Exercise instructions: Update the lines starting at the one that contains "Phrase: saint statue" and ending at the last line. Change every "solar panel" to "photovoltaic panel", keep everything else as it is, and return only those lines.

#### Records supplied ####

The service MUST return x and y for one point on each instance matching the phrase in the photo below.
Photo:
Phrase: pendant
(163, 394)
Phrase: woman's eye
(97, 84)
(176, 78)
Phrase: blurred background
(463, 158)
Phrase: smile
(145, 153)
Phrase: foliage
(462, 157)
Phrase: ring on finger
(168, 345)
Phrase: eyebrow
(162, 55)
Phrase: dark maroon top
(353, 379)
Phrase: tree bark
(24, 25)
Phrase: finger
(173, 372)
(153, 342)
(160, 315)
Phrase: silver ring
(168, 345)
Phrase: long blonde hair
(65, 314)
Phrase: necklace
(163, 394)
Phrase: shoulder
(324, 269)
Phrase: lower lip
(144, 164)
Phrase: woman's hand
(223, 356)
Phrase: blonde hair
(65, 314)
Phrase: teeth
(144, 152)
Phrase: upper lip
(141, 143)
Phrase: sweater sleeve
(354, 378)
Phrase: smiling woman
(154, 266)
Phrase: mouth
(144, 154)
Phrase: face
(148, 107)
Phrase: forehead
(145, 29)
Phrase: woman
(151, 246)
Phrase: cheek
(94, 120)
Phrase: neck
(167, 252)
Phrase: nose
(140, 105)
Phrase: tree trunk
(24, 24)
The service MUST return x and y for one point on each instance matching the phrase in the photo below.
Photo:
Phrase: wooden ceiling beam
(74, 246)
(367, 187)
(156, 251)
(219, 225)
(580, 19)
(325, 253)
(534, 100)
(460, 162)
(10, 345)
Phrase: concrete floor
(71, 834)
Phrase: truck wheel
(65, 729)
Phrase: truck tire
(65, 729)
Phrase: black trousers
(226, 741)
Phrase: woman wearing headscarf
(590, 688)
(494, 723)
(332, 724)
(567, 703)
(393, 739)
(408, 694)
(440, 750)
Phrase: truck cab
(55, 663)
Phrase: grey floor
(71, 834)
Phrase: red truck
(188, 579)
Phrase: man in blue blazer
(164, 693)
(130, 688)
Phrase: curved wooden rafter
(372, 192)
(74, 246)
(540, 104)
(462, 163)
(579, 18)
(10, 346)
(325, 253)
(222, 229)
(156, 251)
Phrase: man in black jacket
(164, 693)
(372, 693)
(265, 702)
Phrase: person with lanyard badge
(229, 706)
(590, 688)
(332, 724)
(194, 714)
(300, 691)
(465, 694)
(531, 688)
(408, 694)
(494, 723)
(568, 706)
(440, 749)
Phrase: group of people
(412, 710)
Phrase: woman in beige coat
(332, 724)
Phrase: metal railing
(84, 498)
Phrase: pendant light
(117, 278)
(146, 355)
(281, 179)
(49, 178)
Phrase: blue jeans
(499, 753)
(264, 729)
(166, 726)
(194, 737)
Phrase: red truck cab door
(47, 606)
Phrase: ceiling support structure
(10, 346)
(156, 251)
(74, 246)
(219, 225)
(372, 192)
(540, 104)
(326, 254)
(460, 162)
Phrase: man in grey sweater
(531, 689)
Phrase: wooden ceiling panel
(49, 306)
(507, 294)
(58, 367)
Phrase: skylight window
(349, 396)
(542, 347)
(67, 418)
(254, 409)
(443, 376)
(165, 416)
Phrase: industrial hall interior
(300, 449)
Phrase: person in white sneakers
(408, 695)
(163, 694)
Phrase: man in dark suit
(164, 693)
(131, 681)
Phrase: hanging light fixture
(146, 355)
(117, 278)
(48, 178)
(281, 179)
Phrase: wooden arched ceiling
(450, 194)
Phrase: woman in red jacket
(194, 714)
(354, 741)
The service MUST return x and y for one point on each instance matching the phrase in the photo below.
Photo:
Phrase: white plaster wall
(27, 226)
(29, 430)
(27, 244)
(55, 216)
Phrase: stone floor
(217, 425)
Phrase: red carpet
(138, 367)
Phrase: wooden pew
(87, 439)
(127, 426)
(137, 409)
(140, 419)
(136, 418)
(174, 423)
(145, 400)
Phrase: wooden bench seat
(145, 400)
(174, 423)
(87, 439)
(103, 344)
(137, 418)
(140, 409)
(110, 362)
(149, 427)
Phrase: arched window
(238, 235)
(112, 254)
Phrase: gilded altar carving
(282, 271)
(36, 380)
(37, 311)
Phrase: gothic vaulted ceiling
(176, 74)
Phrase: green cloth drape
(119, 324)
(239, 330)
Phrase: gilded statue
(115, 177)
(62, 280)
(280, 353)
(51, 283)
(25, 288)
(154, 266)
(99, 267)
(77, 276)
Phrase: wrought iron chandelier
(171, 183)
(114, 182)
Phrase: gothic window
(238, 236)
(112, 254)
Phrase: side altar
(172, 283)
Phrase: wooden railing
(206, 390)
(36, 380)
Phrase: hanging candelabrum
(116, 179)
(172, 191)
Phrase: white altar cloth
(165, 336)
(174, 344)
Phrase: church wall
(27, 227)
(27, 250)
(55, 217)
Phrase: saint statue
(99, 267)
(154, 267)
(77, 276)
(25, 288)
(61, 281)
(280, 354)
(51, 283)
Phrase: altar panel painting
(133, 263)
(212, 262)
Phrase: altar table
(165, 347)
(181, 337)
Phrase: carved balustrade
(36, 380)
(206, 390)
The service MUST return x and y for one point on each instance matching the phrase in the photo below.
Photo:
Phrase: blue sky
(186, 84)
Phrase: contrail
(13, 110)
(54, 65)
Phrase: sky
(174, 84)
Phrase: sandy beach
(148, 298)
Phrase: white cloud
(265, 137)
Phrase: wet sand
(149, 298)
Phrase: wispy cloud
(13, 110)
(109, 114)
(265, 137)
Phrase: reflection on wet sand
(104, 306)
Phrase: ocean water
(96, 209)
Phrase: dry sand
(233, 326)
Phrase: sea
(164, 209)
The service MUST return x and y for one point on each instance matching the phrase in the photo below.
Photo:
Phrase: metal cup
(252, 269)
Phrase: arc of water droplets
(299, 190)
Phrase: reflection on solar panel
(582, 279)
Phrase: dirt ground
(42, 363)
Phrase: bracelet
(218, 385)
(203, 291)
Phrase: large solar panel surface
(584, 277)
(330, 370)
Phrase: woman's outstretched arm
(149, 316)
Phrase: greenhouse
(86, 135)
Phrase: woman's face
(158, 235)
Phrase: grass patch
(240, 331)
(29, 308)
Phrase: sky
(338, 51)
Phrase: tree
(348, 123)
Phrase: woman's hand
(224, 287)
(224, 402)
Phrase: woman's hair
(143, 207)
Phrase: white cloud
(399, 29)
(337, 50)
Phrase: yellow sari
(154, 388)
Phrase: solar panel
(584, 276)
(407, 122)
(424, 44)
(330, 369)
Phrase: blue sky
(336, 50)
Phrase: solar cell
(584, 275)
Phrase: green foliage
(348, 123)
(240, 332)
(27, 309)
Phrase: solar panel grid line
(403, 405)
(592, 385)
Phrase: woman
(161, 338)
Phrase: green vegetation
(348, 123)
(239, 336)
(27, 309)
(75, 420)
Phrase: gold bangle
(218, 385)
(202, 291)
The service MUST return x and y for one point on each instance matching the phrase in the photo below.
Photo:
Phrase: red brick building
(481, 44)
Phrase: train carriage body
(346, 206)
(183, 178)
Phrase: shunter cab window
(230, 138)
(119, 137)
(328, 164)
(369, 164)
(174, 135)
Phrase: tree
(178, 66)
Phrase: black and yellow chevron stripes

####

Solution to the exercise:
Phrase: saint statue
(99, 267)
(154, 267)
(77, 276)
(25, 288)
(61, 281)
(280, 354)
(51, 283)
Phrase: altar panel painting
(133, 263)
(212, 262)
Phrase: altar table
(165, 347)
(181, 337)
Phrase: carved balustrade
(36, 380)
(206, 390)
The service MUST return x and y for one point on each instance matching the phrase in the photo below.
Photo:
Phrase: blue sky
(186, 84)
Phrase: contrail
(13, 110)
(54, 65)
Phrase: sky
(174, 84)
Phrase: sandy beach
(148, 298)
Phrase: white cloud
(265, 137)
Phrase: wet sand
(149, 298)
Phrase: wispy cloud
(13, 110)
(109, 114)
(265, 137)
Phrase: reflection on wet sand
(104, 306)
Phrase: ocean water
(96, 209)
Phrase: dry sand
(233, 326)
Phrase: sea
(164, 209)
The service MUST return x and y for one point on each instance matching the phrase in the photo below.
Photo:
Phrase: metal cup
(252, 269)
Phrase: arc of water droplets
(299, 190)
Phrase: reflection on photovoltaic panel
(582, 279)
Phrase: dirt ground
(42, 363)
Phrase: bracelet
(218, 385)
(203, 291)
Phrase: large photovoltaic panel surface
(584, 277)
(330, 370)
Phrase: woman's outstretched arm
(149, 316)
Phrase: greenhouse
(86, 135)
Phrase: woman's face
(158, 235)
Phrase: grass patch
(240, 331)
(29, 308)
Phrase: sky
(338, 51)
Phrase: tree
(348, 123)
Phrase: woman's hand
(224, 287)
(224, 402)
Phrase: woman's hair
(143, 207)
Phrase: white cloud
(399, 29)
(337, 50)
Phrase: yellow sari
(154, 388)
Phrase: photovoltaic panel
(584, 276)
(407, 122)
(424, 44)
(330, 369)
Phrase: blue sky
(336, 50)
Phrase: solar cell
(584, 275)
Phrase: green foliage
(348, 123)
(240, 332)
(27, 309)
Phrase: photovoltaic panel grid line
(403, 405)
(592, 385)
Phrase: woman
(161, 338)
Phrase: green vegetation
(348, 123)
(239, 336)
(27, 309)
(75, 420)
Phrase: gold bangle
(218, 385)
(202, 291)
The service MUST return x and y for one point on each instance matching the phrase in the photo below.
Photo:
Phrase: red brick building
(481, 44)
Phrase: train carriage body
(346, 206)
(183, 178)
Phrase: shunter cab window
(230, 138)
(119, 137)
(328, 164)
(369, 164)
(174, 135)
Phrase: tree
(178, 66)
Phrase: black and yellow chevron stripes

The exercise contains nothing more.